[Records Boundary: Start]

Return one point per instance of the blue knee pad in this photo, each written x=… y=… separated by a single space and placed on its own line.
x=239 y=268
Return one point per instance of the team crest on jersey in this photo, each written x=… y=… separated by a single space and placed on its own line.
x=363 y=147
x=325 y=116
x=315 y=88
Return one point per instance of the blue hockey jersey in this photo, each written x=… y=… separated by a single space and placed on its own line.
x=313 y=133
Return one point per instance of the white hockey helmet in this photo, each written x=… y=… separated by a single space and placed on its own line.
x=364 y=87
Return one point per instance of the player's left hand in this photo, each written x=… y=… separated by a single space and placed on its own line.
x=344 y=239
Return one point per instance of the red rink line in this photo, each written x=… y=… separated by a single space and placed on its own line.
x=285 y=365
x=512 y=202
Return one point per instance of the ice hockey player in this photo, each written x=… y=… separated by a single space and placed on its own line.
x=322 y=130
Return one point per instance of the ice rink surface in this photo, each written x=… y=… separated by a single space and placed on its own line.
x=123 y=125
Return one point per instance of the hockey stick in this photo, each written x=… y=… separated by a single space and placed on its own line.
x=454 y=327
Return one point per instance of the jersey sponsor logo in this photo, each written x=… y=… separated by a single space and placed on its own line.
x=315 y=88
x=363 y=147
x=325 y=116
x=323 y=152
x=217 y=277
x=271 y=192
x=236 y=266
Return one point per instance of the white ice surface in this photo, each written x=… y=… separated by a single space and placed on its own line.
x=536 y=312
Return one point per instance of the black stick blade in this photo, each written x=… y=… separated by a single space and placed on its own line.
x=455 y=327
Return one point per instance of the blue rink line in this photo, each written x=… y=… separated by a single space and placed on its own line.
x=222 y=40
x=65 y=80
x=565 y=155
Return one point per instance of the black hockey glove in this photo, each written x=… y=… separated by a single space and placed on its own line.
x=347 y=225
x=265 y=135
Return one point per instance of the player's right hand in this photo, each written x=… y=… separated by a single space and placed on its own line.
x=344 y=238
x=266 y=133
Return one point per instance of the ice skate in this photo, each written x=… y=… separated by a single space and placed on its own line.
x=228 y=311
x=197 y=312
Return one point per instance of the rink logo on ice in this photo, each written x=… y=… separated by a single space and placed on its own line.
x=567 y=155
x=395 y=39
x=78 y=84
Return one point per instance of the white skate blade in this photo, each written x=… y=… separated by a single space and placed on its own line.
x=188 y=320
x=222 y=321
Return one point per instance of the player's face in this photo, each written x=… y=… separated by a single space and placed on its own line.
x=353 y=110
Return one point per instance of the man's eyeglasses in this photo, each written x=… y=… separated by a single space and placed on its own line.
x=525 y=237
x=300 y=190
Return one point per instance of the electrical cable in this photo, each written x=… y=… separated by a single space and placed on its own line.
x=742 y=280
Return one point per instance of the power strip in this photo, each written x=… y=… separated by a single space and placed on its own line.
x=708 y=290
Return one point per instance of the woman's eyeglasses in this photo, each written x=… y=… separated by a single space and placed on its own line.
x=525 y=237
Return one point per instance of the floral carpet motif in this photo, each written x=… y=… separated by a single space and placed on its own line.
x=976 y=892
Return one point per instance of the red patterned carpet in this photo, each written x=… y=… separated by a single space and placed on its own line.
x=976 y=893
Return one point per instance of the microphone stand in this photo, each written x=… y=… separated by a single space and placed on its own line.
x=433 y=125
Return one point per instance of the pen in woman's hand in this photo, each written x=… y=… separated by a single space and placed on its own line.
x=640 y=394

[Records Boundary: End]

# What needs to be done:
Reproduce exactly the line bearing "Return one point per instance of the floral" and all the lines that come after it in the records above; add nothing.

# Expected answer:
Return one point per instance of the floral carpet motif in this photo, each written x=… y=… separated by a single space and placed on its own line.
x=976 y=892
Return one point per instance of the red patterned carpet in this photo, each written x=… y=… separated by a single space and placed on its own line.
x=976 y=893
Return one point per instance of the microphone stand in this photo, each written x=… y=… separated by a single space and placed on its own line.
x=433 y=125
Return one point per instance of the pen in woman's hand in this photo, each written x=… y=… separated by a single space and placed on its own line.
x=640 y=394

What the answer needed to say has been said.